◆ Yapılacak İşler:
1. Parfüm koleksiyonu yazısına göre aşağıdaki soruları cevaplayın. Cevapları da (a), (b), (c) harfleriyle işaretleyin.
(a) Yeni tanıtılan koleksiyonun adı nedir?
(b) Koleksiyondaki parfümleri hangi parfümör yarattı?
(c) Yazar bu kokuları hangi şehirde deneme fırsatı buldu?
2. Parfüm koleksiyonu yazısındaki bütün kişi, marka, koleksiyon, parfüm ve şehir adlarını listeleyin.
3. Lütfen parfüm koleksiyonu yazısını kaldığı yerden sürdürün.

◆ Belge Bölümü:

Ekim ayının başında, Une Nuit Nomade, Collection Legends adını verdiği çekici bir Extraits serisini tanıttı. Bu koleksiyon, mevcut Jardins de Misfah’ın yeniden yorumlanması ve tamamen yeni iki parfümden oluşuyor. Bu üç parfüm, parfümör Jérôme Di Marino tarafından yaratıldı ve Cannes’daki ziyaretimde bu kokuları deneme fırsatı buldum — sonbahar sezonunun favori keşiflerinden biri!
Extraits Neden Popüler?

◆ Sağlanan Veriler:
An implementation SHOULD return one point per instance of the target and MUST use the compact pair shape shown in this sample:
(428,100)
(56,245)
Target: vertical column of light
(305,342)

◆ Verilen Cevaplar:
1.
(a) Collection Legends
(b) Jérôme Di Marino
(c) Cannes

2.
- Une Nuit Nomade
- Collection Legends
- Jardins de Misfah
- Jérôme Di Marino
- Cannes

3.
Son dönemde, parfüm endüstrisinde ‘extraits’ (yüksek parfüm yağı konsantrasyonuna sahip edisyonlar, aynı zamanda parfüm olarak da bilinir) oldukça popüler hale geldi. Bu edisyonlar, markaların artan yoğunluk taleplerini karşılamasını sağlamakla kalmıyor. Daha yüksek bir konsantrasyon sunmalarının yanı sıra, bir kokunun DNA’sını daha derinlemesine keşfetme olanağı da sunuyorlar. Bazen, bir extrait yaratma süreci, yoğun ve sıcak notalarla yeni bir parfüm doğmasına yol açar. Une Nuit Nomade, bu iki yaklaşımı da uygulayarak, Jardins de Misfah’ın daha karanlık bir yanını ortaya çıkarıyor ve iki yeni parfüm sunuyor.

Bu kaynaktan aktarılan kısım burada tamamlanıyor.